# RECORDS PROVIDED:

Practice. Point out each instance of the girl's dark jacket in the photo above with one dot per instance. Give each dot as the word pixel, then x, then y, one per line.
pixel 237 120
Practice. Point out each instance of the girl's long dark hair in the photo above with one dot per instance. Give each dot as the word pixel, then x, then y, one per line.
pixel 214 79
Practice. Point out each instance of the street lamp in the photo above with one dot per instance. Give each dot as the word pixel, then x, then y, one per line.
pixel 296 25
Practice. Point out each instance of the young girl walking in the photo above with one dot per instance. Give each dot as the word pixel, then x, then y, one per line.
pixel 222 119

# EXERCISE AIM:
Would you reproduce the entire listing, keeping every line as it is?

# WRITTEN SOLUTION:
Practice. Point out each instance of the girl's dark jacket in the photo above with one dot per instance. Give each dot as the word pixel, then x, then y, one per line.
pixel 237 120
Practice. Point out each instance of the girl's long dark hair in the photo above with one dot per instance. Give each dot as the word pixel, then x, then y, one per line.
pixel 214 79
Practice. Point out each instance of the street lamp in the photo above with one dot per instance. Give each dot as the word pixel, then x, then y, one per line.
pixel 296 25
Practice. Point out each instance of the young girl walking in the photo above with one dot per instance. Give each dot as the word pixel, then x, then y, one per line.
pixel 222 119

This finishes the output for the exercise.